== GIVEN TEXT

Tsunesaburo kanna restoration: 2. The blade/iron and chipbreaker

This post details restoration of a kanna by Tsunesaburo and continues from Part 1.
I correct the ‘ears’ on the blade with a white wheel on a stationary bench grinder. I make sure to mark the width I need to go to on each side first; then, at the machine, I just take it slow and use water as a coolant. I should also add I freehand this. Using some form of a jig, or at least a tool rest, will no doubt allow more consistent and repeatable results than mine. Even with my crude, simple technique the blade soon starts looking much better.
Bearded Witch Tsunesaburo-10

Most importantly, the edge is now centred. I grind a bit more than I need since I will be removing the chips in the edge and increasing the bevel angle, therefore shortening the blade. This will widen the edge again. I may need to fine tune it later. This is an ongoing maintenance aspect anyway and is very quick to do.

While at the grinder, I also take off the mushroomed sections at the top of the iron and the chipbreaker. This is a bit awkward to do since visibility is greatly reduced at the angle you need to hold the blade at (unless you want to introduce a bevel).  If you fancy giving one of your kannas a similar treatment but feel a bit apprehensive, you can just forego the grinder and use a file. The top half of your kanna will be made of either soft steel or iron, and will be very easy to work by hand.

BBW Tsunesaburo Part 2-2

Straight off the grinder

After grinding, I finesse the surface slightly with a second cut metal file. My intention is to rust blue the exposed bare metal later in order to somewhat blend these areas in.

BBW Tsunesaburo Part 2-3

After filing

I now turn my attention to the edge itself, and that shallow bevel angle. My first concern is to widen the flat on the back of the blade. I alternate tapping out with lapping on a medium stone. I prefer to take things gradually, and once I recover a couple of millimetres, I start on the bevel.

BBW Tsunesaburo Part 2-15

The bevel angle is a big job. I prefer to do it by hand, with the blade in a guide and on a rough stone.

BBW Tsunesaburo Part 2-20

An audiobook keeps me company; this takes a significant amount of time and effort. An aggressive and firm stone helps.

====
== INFORMATION SHOWN

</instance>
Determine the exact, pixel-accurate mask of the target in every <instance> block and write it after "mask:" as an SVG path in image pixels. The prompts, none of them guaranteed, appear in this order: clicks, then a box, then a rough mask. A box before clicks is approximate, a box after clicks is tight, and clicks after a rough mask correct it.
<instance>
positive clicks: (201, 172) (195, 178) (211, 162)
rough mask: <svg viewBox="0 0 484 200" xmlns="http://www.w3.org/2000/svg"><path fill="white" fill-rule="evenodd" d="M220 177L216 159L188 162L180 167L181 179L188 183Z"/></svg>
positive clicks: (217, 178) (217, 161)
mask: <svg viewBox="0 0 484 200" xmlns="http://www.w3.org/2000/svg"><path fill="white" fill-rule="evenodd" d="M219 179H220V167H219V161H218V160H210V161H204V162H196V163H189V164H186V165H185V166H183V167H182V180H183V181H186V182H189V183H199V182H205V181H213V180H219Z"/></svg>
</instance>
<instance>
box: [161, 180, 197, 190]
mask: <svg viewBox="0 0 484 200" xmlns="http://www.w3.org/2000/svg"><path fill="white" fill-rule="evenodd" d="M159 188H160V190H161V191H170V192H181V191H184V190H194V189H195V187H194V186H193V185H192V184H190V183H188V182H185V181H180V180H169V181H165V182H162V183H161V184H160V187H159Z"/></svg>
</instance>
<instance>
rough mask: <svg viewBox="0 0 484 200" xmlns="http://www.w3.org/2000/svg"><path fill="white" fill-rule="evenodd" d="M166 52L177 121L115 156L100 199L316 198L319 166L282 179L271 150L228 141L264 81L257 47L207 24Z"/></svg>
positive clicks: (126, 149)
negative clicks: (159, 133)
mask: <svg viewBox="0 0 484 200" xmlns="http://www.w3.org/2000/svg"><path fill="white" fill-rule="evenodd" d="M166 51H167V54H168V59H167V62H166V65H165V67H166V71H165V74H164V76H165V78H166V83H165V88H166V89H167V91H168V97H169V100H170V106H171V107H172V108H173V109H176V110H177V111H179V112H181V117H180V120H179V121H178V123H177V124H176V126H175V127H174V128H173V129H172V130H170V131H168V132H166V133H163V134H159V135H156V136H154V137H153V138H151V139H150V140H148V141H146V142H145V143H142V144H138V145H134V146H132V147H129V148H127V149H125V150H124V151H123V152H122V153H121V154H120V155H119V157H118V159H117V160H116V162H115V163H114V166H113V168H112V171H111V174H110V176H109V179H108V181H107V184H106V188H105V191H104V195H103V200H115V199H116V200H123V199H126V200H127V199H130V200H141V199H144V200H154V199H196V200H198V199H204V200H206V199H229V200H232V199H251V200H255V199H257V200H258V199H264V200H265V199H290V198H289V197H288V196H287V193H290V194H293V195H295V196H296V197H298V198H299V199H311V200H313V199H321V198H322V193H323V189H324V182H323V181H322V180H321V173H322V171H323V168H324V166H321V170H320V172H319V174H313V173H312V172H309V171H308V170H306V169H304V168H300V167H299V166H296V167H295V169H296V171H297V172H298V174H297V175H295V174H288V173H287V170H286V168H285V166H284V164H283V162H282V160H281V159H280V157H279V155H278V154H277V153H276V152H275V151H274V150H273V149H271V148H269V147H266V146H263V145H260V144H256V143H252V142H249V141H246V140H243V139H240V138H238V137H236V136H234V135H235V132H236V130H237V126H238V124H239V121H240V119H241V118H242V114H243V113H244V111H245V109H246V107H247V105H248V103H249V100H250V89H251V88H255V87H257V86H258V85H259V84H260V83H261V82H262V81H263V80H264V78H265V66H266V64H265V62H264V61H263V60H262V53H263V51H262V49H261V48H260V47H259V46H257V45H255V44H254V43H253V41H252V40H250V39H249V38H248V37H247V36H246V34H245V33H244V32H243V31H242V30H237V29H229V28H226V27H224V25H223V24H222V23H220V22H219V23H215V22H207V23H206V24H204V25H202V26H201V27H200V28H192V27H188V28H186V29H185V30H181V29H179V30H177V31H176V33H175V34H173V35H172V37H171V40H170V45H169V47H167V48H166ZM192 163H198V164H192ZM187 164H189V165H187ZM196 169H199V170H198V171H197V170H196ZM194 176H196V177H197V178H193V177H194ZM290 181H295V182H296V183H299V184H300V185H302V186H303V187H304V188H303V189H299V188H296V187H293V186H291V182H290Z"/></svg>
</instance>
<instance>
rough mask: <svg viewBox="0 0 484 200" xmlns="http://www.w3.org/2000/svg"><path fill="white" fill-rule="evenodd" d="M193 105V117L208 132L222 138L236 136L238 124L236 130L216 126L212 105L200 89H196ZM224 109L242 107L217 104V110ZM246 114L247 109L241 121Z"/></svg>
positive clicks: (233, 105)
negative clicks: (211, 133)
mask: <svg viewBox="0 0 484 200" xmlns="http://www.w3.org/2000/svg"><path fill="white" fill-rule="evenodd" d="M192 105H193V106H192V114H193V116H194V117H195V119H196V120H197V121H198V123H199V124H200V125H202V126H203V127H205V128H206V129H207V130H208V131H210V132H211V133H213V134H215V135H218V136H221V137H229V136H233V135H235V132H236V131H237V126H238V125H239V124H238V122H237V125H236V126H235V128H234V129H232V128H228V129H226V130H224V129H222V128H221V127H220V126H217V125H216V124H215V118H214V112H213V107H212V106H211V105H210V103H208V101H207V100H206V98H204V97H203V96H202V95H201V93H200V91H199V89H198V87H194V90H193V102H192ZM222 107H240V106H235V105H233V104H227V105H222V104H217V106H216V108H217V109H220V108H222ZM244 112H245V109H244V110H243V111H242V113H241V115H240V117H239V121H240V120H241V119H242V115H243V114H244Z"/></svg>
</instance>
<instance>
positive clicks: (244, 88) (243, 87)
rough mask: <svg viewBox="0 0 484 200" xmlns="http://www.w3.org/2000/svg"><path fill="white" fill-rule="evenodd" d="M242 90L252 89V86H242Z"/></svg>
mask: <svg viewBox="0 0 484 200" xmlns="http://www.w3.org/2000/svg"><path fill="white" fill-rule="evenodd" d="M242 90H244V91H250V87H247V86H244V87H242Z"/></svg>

====

**DIRECTIVE**
In the kanna restoration text, why does the writer grind a little more than needed when correcting the ears on the blade? Explain in one to three sentences.

**RESPONSE TO THIS TASK**
The writer will later remove the chips in the edge and increase the bevel angle, which shortens the blade. That shortening widens the edge again, so the extra grinding allows for it.